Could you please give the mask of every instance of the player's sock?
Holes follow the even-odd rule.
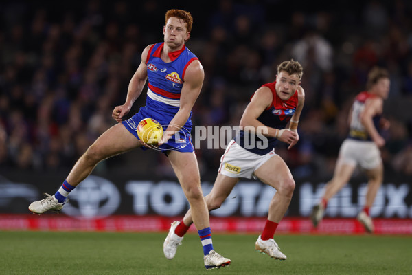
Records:
[[[76,186],[71,186],[67,183],[67,180],[65,180],[63,184],[62,184],[59,190],[58,190],[56,194],[54,194],[54,197],[58,201],[59,203],[62,204],[66,200],[66,198],[70,192],[71,192],[75,187]]]
[[[267,219],[266,223],[264,225],[263,232],[262,232],[262,235],[260,235],[260,239],[262,239],[262,241],[267,241],[269,239],[273,239],[275,231],[276,231],[276,228],[277,228],[278,225],[279,223]]]
[[[189,230],[189,228],[191,225],[192,223],[189,226],[186,226],[183,223],[183,220],[182,219],[180,223],[174,229],[174,234],[176,234],[179,236],[183,236]]]
[[[202,241],[202,245],[203,245],[203,254],[205,256],[209,255],[210,250],[213,249],[213,244],[211,243],[211,231],[210,227],[201,229],[198,231],[201,241]]]
[[[323,206],[323,209],[326,209],[326,206],[328,206],[328,200],[325,198],[322,198],[321,200],[321,204]]]
[[[367,215],[369,216],[369,206],[365,206],[363,208],[363,211],[365,212]]]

********

## Written instruction
Return all of the data above line for line and unchanged, leaving out the picture.

## Correct result
Could you please give the mask of every instance of the player's sock?
Holes follow the even-odd rule.
Records:
[[[76,186],[71,186],[67,183],[67,180],[65,180],[63,184],[62,184],[59,190],[58,190],[56,194],[54,194],[54,197],[58,201],[59,203],[62,204],[66,200],[66,198],[70,192],[71,192],[75,187]]]
[[[267,219],[266,223],[264,225],[263,232],[262,232],[262,235],[260,235],[260,239],[262,239],[262,241],[267,241],[269,239],[273,239],[275,231],[276,231],[276,228],[277,228],[278,225],[279,223]]]
[[[189,230],[189,228],[191,225],[192,223],[189,226],[186,226],[183,223],[183,220],[182,219],[180,223],[174,229],[174,234],[176,234],[179,236],[183,236]]]
[[[202,241],[202,245],[203,245],[203,254],[205,256],[209,255],[210,250],[213,249],[213,244],[211,243],[211,231],[210,227],[201,229],[198,231],[201,241]]]
[[[323,206],[323,209],[326,209],[326,206],[328,206],[328,200],[325,198],[322,198],[321,200],[321,204]]]
[[[367,215],[369,216],[369,206],[365,206],[363,208],[363,211],[365,212]]]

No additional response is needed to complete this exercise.